**Given records**
==================================================
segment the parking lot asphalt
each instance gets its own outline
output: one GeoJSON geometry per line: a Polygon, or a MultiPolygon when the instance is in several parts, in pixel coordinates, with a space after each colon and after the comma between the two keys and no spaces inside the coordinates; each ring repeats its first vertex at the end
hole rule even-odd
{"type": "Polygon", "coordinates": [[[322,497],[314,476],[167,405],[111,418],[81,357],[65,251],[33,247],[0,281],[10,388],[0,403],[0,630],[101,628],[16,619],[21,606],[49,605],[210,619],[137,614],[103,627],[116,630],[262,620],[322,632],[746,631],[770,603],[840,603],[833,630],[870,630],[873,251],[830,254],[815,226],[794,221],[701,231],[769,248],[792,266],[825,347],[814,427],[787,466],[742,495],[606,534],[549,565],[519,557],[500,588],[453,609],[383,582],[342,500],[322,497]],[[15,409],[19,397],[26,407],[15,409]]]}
==================================================
**Exercise**
Can you give the entries above again with every "instance" replaced by "region" and everything else unchanged?

**Worked solution**
segment the parking lot asphalt
each region gets its own outline
output: one GeoJSON geometry per line: a Polygon, or a MultiPolygon when the region is in several parts, in pixel coordinates, with a space after each colon and after the comma between the two keys and no spaces inside the coordinates; each ring repeats its first vertex at the end
hole rule even-odd
{"type": "Polygon", "coordinates": [[[322,497],[314,476],[167,405],[111,418],[81,357],[65,251],[33,247],[0,281],[10,388],[0,403],[0,630],[101,628],[16,619],[21,606],[49,605],[210,619],[137,614],[103,627],[116,630],[262,620],[322,632],[746,631],[770,603],[840,603],[833,630],[870,630],[873,251],[830,254],[815,226],[794,221],[701,231],[769,248],[792,266],[825,347],[814,427],[787,466],[742,495],[606,534],[549,565],[519,557],[500,588],[453,609],[383,582],[342,500],[322,497]],[[15,409],[19,397],[26,407],[15,409]]]}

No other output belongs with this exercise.